### WHAT THE TASK ASKS
Each entry should be written out again exactly, so that nothing is lost.

====================

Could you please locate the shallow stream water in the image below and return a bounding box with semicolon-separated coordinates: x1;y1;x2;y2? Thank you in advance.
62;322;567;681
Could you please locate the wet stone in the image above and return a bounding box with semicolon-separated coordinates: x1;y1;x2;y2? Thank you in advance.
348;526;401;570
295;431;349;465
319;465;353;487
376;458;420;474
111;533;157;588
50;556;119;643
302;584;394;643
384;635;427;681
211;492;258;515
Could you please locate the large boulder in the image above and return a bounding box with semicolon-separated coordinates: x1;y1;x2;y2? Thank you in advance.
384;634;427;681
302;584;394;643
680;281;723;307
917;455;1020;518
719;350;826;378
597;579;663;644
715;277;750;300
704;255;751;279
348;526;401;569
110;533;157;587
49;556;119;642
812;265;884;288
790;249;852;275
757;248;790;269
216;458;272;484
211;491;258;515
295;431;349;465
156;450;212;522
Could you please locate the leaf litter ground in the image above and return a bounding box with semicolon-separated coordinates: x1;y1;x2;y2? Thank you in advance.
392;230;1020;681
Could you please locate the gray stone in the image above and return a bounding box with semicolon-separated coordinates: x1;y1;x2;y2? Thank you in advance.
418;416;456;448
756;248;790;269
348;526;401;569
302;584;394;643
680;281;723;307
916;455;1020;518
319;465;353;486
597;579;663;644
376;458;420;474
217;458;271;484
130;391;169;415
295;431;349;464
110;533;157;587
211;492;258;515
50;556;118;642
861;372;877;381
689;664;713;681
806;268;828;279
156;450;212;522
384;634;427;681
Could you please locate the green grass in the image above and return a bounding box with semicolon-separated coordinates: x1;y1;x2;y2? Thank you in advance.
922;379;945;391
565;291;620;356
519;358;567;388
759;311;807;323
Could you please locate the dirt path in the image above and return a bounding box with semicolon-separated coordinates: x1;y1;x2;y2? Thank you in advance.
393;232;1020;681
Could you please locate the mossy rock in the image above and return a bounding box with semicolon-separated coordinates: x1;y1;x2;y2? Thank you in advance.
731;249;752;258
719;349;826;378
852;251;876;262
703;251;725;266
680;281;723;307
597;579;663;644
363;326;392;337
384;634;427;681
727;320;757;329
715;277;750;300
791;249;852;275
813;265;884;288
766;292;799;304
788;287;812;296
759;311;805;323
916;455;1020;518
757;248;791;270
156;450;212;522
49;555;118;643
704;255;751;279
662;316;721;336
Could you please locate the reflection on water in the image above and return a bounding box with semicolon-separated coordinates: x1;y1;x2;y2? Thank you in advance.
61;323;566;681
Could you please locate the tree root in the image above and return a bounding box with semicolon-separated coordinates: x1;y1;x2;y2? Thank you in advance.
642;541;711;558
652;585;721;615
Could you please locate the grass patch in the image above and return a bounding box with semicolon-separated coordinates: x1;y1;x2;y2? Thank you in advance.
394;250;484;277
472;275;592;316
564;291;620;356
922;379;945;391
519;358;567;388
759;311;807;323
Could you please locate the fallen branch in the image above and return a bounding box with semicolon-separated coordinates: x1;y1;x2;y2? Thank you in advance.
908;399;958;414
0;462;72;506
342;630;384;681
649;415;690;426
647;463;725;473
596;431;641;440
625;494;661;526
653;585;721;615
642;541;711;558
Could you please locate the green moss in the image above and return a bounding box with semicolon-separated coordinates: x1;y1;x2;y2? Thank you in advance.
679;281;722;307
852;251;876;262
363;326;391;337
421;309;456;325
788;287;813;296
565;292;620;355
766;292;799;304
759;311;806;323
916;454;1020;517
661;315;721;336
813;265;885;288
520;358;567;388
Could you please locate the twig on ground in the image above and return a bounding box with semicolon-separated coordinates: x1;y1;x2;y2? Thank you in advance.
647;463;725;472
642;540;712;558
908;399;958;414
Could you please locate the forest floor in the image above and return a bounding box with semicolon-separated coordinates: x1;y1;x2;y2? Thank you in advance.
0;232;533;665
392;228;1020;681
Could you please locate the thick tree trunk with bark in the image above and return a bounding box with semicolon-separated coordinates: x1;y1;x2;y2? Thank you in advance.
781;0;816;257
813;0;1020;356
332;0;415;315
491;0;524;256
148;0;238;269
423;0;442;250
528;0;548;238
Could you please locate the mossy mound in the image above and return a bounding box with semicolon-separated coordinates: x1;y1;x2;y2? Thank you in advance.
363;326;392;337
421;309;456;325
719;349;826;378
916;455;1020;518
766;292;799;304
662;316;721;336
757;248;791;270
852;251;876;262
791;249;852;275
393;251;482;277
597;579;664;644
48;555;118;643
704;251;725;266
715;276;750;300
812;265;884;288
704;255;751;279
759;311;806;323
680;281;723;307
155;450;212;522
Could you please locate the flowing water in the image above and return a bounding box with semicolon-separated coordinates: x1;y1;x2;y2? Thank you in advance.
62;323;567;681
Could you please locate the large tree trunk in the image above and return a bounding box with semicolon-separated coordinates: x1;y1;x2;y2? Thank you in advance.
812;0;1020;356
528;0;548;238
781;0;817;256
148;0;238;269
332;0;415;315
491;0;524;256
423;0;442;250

====================

### YOUR RESPONSE
Could you please locate the shallow stream water in the image below and return a bounding box with semicolon-separated coordinates: x1;y1;x2;y2? Thank you in advance.
62;322;567;681
Could you please locate the wet stone in the image above and return a bounding box with semicolon-separated coordinates: x1;y1;x2;y2? Thank you in advance.
348;526;401;570
295;431;349;465
319;465;353;487
376;458;420;474
111;533;157;588
50;556;119;643
302;584;394;643
384;635;427;681
211;492;258;515
Could you please locate the large boulder in the image above and return a bounding box with semicolon-separated coordinates: x1;y1;x2;y2? Thank you in advance.
384;634;427;681
302;584;394;643
680;281;723;307
917;455;1020;518
719;350;826;378
597;579;663;644
715;277;750;300
704;255;751;279
348;526;401;569
110;533;157;587
49;556;119;642
812;265;884;288
790;249;852;275
757;248;790;269
216;458;272;484
211;491;258;515
295;431;349;465
156;450;212;522
Could you please locate the leaf litter ground in the image above and return a bounding box with semicolon-separated coordinates: x1;y1;x2;y2? Thank you in advance.
392;230;1020;681
Could you please locate the gray stone in the image above and return a bounding box with semicolon-separated coordinates: x1;y1;x2;y2? Thank you in advance.
418;416;456;448
756;248;790;269
348;526;401;569
302;584;394;643
680;281;723;307
916;455;1020;518
319;465;353;486
597;579;663;644
376;458;420;474
217;458;271;484
130;391;169;415
295;431;349;464
110;533;157;587
211;492;258;515
50;556;118;642
861;372;877;381
689;664;713;681
806;268;828;279
156;450;212;522
384;634;427;681
Could you please locate the green grass in the image above and return a bounding box with semicolon-separated coordinates: x1;y1;x2;y2? Thank you in advance.
922;379;945;391
565;291;620;356
519;358;567;388
759;311;807;323
Could you please locate the dirt path in the image above and return a bounding box with semicolon-separated coordinates: x1;y1;x2;y2? Thank you in advance.
393;232;1020;681
Could you please locate the mossy rock in the image above and return a bounding box with semicolon-separated coordinates: x1;y1;x2;y2? Thank you in advance.
731;249;752;258
719;349;826;378
852;251;876;262
703;251;725;266
680;281;723;307
597;579;663;644
363;326;392;337
384;634;427;681
727;320;757;329
715;277;750;300
791;249;852;275
813;265;884;288
766;292;799;304
788;287;812;296
759;311;805;323
916;455;1020;518
757;248;791;270
156;450;212;522
49;555;118;643
704;255;751;279
662;316;721;336
Could you please locate the reflection on water in the image above and return a bounding box with semicolon-separated coordinates: x1;y1;x2;y2? Thank you in advance.
61;323;566;681
Could you please locate the tree root in the image above and return a bounding box with semicolon-separated coordinates: x1;y1;x2;y2? Thank you in advance.
642;541;711;558
652;585;721;615
Could you please locate the grass patch in the image above and return a bounding box with semicolon-separated coordinates: x1;y1;x2;y2? Thank you in advance.
394;250;484;277
472;275;592;316
564;291;620;356
922;379;945;391
519;358;567;388
759;311;807;323
Could you please locate the fallen branch in the image above and return a bounding box with semicolon-separated coordinates: x1;y1;x2;y2? Thank you in advance.
908;399;958;414
0;462;72;506
342;630;384;681
649;415;690;426
647;463;725;473
596;431;641;440
625;494;661;526
653;585;721;615
642;541;711;558
Could you please locate the green moss in the image above and return a bounding box with semicolon-separated coordinates: x1;y1;x2;y2? Thank you in advance.
679;281;722;307
852;251;876;262
363;326;391;337
421;309;456;325
788;287;813;296
565;292;620;355
766;292;799;304
759;311;806;323
916;454;1020;517
661;315;721;336
813;265;885;288
520;358;567;388
Could you please locate the twig on ground in the image above and return a bounding box with semicolon-separated coordinates: x1;y1;x2;y2? Thank you in advance.
647;463;725;472
642;540;712;558
908;399;958;414
Could you please locate the forest floor in the image above and return a bounding box with semicolon-separated coordinates: x1;y1;x2;y2? Thank you in advance.
0;232;533;665
392;228;1020;681
Could you please locate the thick tree trunk with bark in the image above and return a bounding box with semicolon-separated coordinates: x1;y1;x2;y2? Thank you in advance.
781;0;816;257
813;0;1020;356
332;0;415;315
491;0;524;256
148;0;238;269
423;0;442;250
528;0;548;238
Could you please locate the mossy mound in the image above and return a bounding box with semicolon-separated coordinates: x1;y1;x2;y2? Thank you in advance.
363;326;392;337
421;309;456;325
719;349;826;378
916;455;1020;518
766;292;799;304
662;316;721;336
757;248;791;270
852;251;876;262
791;249;852;275
393;251;482;277
597;579;664;644
48;555;118;643
704;251;725;266
715;276;750;300
812;265;884;288
704;255;751;279
759;311;806;323
680;281;723;307
155;450;212;522
Could you please locate the flowing water in the image above and return a bounding box with semicolon-separated coordinates: x1;y1;x2;y2? Thank you in advance.
62;323;567;681
Could you please locate the large tree trunk in the image above and return a bounding box with semicolon-separated coordinates: x1;y1;x2;y2? Thank you in advance.
812;0;1020;356
528;0;548;238
781;0;817;256
148;0;238;269
332;0;415;315
491;0;524;256
423;0;442;250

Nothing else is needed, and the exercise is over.